**Data in this exercise**:
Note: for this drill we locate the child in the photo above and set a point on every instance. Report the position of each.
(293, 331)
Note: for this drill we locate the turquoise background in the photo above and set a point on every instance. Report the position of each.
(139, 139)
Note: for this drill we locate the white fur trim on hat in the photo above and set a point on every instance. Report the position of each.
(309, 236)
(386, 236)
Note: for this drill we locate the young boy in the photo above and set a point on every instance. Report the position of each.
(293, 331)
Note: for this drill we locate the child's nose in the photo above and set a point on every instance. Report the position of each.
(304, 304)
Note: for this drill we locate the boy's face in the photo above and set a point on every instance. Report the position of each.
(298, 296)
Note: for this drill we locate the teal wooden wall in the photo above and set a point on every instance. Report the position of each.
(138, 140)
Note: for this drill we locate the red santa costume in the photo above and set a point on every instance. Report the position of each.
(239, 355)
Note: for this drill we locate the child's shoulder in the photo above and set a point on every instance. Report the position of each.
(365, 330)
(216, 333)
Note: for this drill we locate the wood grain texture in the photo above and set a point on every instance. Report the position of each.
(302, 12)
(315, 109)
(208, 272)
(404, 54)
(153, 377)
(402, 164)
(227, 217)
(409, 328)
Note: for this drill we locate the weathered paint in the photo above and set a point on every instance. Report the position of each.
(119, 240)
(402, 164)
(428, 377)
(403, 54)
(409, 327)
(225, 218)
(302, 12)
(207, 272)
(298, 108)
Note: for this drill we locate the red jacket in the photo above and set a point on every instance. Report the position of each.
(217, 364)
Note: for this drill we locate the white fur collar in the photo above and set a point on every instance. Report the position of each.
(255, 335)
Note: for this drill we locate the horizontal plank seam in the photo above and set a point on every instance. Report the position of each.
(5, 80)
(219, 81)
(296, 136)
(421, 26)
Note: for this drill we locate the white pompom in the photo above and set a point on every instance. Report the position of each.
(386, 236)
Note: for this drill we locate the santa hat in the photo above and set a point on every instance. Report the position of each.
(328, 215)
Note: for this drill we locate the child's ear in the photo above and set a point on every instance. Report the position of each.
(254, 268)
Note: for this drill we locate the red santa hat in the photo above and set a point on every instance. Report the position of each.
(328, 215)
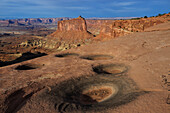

**Do this**: Reproduce every one of the records above verbatim, line for line, omitting the pictures from your reply.

**Output for this exercise**:
Note: for this drill we locate the child in the photo above and set a point on every instance. Report the position of each.
(293, 331)
Note: for this drill we locate the turquoise background in the photo above and set a point on every instance. Report the position of each.
(139, 139)
Note: for this drill we locate the white fur trim on hat in the photo above and set a point on every instance. Report the position of each.
(309, 236)
(386, 236)
Note: for this drill we locate the young boy in the photo above and set a point on every instance. Report the position of each.
(293, 331)
Note: for this drill we locate the child's nose in the photo above and set a point on every instance. Report the position of each.
(304, 304)
Note: for this drill we locate the boy's face in the photo above and set a point on every instance. Report the position of each.
(298, 296)
Note: for this drill we locate the teal wooden wall in the photo above and set a point on every instance. Report the position of each.
(138, 140)
Note: for this drill we locate the red santa costume in the photo above and set a point on every instance. Report the position of each.
(239, 355)
Note: for this drill we locate the child's shoulder in the photo above and set a point on every instance. Report the position of each.
(365, 330)
(216, 333)
Note: for this drill we locate the wood grain texture in the photo above and set a point on every instance. Report the position of each.
(302, 12)
(315, 109)
(208, 272)
(404, 54)
(153, 377)
(402, 164)
(227, 217)
(409, 328)
Note: for this drill we locate the weathered paint in the photo above and set a point on every instance. Report the position of each.
(119, 240)
(402, 164)
(428, 377)
(403, 54)
(409, 327)
(225, 218)
(302, 12)
(207, 272)
(298, 108)
Note: for this drill we locate the red jacket in the photo above and set a point on every instance. Report the position of each.
(217, 364)
Note: for this drill we locate the white fur collar in the photo above and set a point on every instance. Report the position of each.
(255, 335)
Note: for this drill we locate the horizontal plank seam in the photo above and set a point on every instance. Report the position of each.
(5, 80)
(219, 81)
(296, 136)
(421, 26)
Note: for this drill we locate the white pompom in the photo above and set a point on every instance. Report the position of each.
(386, 236)
Note: for this drill we locate the santa hat in the photo above and set a point on every instance. Report the position of each.
(328, 215)
Note: for this drill we locate the child's ear in the photo above and set a point on every instance. Report the position of each.
(254, 268)
Note: for this drill we locate the red santa hat in the photo above and set a point on every instance. Report the position of each.
(328, 215)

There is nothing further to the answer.